__Exercise goal__:
Copy everything from the line containing "If you could segment every instance of the tree" down to the line containing "[[[581,231],[581,337],[590,336],[590,270],[588,224]]]", both included. Keep the requests and format samples unchanged, but decrease every point coordinate in the completed outlines by 99.

__Recorded data__:
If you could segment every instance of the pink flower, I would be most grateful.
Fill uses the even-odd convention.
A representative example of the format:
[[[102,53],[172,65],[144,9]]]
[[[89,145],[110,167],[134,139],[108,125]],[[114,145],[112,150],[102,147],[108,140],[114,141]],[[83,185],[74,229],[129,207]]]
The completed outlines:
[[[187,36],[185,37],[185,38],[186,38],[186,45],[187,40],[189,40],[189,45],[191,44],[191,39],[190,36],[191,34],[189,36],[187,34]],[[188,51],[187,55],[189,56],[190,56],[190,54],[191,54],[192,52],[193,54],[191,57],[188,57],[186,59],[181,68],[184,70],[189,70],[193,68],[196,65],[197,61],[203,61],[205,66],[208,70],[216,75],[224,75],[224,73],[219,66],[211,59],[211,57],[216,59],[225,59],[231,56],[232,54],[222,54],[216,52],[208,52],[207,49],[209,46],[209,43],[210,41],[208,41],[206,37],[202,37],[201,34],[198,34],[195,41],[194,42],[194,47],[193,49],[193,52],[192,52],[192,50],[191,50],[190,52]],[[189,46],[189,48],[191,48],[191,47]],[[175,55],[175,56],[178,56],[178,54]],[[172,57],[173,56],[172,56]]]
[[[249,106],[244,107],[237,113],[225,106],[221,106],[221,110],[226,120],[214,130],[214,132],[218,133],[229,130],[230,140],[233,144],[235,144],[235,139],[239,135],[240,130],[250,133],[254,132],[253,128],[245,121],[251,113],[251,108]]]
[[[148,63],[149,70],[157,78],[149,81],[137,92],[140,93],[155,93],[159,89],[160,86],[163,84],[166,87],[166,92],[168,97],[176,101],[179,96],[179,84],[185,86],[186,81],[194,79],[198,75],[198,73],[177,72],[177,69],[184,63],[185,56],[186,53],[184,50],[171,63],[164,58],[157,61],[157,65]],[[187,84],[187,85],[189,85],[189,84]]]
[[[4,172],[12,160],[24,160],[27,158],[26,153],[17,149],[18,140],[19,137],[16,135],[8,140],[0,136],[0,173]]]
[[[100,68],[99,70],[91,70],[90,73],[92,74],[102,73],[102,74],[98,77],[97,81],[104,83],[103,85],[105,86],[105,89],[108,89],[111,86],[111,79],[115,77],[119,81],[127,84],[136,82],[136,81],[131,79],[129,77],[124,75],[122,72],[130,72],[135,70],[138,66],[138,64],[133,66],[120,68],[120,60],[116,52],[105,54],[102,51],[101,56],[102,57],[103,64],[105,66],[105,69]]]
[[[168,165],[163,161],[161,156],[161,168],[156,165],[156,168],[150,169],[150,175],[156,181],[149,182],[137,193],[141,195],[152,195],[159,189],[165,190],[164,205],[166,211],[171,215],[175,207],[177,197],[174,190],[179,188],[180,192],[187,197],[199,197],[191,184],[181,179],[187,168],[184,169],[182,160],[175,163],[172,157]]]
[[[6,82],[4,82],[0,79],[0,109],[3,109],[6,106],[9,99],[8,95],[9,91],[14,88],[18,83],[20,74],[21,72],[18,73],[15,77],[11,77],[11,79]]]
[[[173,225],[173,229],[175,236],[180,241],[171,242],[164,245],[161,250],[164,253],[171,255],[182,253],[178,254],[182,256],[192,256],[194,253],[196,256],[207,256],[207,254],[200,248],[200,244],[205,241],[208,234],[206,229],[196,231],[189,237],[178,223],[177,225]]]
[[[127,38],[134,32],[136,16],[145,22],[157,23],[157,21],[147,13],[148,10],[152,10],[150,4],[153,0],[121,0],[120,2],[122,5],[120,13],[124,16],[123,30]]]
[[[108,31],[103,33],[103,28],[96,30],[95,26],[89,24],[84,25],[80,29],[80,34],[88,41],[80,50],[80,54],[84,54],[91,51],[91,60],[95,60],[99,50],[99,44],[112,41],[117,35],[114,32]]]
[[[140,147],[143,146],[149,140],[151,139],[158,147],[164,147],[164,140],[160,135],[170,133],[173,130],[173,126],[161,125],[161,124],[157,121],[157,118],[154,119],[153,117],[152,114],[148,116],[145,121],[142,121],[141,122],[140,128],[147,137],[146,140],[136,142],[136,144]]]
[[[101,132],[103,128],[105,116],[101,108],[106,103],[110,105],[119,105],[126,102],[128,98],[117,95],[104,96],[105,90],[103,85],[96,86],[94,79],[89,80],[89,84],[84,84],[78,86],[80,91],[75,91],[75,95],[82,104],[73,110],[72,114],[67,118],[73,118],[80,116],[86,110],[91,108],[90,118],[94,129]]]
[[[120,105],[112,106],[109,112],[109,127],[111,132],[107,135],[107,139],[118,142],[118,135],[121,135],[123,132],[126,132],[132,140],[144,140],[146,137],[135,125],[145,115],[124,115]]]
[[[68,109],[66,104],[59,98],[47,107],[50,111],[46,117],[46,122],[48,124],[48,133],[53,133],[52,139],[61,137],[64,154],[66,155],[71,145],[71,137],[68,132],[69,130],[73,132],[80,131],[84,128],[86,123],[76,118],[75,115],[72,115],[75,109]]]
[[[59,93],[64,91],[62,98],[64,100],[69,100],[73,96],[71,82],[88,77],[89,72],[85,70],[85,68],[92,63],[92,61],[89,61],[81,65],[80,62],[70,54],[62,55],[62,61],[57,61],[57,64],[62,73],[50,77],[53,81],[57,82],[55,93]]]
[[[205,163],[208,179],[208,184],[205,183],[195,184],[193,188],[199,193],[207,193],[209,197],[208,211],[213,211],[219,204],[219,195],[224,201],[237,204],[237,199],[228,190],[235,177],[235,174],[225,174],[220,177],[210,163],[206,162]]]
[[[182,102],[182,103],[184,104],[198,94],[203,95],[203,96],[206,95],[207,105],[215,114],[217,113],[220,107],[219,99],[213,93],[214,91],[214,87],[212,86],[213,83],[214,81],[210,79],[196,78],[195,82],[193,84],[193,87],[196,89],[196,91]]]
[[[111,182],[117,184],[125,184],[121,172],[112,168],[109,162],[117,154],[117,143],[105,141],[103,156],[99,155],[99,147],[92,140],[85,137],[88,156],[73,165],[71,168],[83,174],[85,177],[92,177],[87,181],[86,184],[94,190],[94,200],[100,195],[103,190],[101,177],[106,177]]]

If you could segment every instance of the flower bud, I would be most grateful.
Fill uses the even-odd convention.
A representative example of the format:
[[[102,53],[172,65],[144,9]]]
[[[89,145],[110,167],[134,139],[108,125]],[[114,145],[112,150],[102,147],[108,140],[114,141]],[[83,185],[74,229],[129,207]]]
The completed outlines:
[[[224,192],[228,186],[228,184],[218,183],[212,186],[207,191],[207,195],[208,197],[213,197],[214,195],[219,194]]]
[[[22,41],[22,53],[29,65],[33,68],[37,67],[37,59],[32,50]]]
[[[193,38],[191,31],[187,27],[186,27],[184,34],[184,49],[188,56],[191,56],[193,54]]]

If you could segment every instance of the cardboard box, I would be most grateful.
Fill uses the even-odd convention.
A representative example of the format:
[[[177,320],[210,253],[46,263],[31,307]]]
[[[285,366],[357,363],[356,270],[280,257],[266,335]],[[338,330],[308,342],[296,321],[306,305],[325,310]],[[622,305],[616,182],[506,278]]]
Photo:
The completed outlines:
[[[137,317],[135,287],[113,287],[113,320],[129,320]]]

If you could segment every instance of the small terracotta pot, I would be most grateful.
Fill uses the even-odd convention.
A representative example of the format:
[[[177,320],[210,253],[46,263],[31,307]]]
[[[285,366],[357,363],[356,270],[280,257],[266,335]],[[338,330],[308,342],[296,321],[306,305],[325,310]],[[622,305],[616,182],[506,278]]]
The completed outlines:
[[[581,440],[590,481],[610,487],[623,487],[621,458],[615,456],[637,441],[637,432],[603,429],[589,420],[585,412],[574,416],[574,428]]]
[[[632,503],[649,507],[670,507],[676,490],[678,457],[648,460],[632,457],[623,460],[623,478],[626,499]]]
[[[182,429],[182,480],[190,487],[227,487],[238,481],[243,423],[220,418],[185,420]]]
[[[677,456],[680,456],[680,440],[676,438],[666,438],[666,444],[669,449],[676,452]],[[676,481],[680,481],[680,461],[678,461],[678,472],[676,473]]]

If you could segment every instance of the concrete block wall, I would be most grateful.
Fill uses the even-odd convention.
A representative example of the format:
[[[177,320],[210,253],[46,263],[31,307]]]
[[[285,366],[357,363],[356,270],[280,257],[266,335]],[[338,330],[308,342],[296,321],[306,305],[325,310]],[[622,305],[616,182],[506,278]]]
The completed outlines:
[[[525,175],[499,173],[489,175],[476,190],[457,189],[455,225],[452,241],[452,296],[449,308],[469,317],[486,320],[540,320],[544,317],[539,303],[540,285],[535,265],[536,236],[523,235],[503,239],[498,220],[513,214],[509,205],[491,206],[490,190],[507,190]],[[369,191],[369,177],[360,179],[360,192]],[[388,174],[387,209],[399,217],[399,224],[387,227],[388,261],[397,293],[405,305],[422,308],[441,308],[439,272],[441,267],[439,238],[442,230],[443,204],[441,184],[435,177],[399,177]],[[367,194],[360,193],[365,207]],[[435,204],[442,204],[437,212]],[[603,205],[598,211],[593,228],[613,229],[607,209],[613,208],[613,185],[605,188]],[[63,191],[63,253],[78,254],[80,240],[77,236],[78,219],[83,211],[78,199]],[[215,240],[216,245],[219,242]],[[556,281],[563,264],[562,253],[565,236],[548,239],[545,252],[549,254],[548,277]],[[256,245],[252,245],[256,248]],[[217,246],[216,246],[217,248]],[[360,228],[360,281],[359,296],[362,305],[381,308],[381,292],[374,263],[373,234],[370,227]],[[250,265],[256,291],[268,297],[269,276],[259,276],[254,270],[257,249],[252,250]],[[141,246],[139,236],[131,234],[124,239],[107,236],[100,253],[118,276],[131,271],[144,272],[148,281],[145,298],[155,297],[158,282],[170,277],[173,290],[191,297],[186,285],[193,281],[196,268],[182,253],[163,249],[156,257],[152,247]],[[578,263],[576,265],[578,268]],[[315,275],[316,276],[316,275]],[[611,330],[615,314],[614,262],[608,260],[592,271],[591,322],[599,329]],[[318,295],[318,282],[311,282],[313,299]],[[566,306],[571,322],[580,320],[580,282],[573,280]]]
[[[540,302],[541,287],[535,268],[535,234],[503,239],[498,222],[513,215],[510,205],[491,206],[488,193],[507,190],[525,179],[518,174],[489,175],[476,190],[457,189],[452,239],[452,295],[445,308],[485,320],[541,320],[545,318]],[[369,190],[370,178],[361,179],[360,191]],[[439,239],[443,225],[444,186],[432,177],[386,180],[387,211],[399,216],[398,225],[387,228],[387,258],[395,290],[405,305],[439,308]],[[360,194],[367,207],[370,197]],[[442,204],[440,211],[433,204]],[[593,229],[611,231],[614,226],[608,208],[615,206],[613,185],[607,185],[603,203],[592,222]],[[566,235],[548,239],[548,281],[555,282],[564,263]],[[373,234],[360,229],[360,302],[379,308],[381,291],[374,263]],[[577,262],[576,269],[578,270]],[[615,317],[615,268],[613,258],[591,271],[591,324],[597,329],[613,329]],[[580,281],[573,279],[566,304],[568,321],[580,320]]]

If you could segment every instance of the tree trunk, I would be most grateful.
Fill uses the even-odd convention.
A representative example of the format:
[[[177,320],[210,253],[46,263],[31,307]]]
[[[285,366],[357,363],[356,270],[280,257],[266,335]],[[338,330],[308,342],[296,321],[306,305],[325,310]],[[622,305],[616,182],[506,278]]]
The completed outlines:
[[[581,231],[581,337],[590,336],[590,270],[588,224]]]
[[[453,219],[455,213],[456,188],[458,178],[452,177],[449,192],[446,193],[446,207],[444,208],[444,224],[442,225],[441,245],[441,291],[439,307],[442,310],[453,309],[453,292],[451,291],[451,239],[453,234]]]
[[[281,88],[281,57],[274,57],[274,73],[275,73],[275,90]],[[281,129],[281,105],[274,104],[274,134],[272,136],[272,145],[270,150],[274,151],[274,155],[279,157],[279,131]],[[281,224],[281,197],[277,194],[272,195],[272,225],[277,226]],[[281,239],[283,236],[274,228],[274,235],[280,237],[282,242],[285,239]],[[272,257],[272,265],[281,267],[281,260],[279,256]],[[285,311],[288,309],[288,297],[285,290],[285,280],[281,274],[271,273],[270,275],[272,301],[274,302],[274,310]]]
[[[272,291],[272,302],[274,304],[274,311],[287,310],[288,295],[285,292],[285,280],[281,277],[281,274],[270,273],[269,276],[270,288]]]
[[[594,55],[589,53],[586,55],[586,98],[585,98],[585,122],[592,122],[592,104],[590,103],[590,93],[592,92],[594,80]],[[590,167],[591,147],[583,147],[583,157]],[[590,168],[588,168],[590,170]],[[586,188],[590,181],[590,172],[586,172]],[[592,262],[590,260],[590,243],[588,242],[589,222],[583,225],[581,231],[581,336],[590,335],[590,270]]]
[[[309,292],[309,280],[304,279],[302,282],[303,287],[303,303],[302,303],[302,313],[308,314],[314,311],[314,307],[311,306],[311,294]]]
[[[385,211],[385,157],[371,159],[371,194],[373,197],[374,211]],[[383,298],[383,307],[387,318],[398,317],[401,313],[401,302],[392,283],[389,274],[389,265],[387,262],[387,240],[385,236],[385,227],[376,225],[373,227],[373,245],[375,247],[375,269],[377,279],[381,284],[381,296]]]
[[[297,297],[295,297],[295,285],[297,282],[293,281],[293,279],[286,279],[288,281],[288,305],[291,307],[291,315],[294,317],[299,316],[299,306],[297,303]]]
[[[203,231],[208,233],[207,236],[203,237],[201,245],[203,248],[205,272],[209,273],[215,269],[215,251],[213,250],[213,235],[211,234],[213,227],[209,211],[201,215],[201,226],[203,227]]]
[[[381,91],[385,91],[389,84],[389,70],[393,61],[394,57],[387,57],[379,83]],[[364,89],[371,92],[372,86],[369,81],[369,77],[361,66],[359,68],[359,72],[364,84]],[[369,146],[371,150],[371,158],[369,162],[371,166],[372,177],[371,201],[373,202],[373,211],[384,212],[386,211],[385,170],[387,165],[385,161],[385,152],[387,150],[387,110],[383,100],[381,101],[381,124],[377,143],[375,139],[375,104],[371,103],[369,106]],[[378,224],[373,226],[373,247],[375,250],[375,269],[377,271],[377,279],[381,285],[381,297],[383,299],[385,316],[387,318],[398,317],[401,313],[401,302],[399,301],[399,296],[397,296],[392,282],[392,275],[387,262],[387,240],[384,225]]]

__Expected answer__:
If you could segment every instance of the tree trunk, I would be most grateful.
Fill uses the even-odd convention.
A representative example of the format:
[[[177,320],[210,253],[46,263],[31,307]]]
[[[285,366],[357,363],[356,270],[280,257],[266,335]],[[338,330],[308,342],[296,321],[306,305],[325,310]],[[622,305],[616,182],[506,278]]]
The completed outlines:
[[[482,132],[482,238],[491,237],[491,171],[489,125]]]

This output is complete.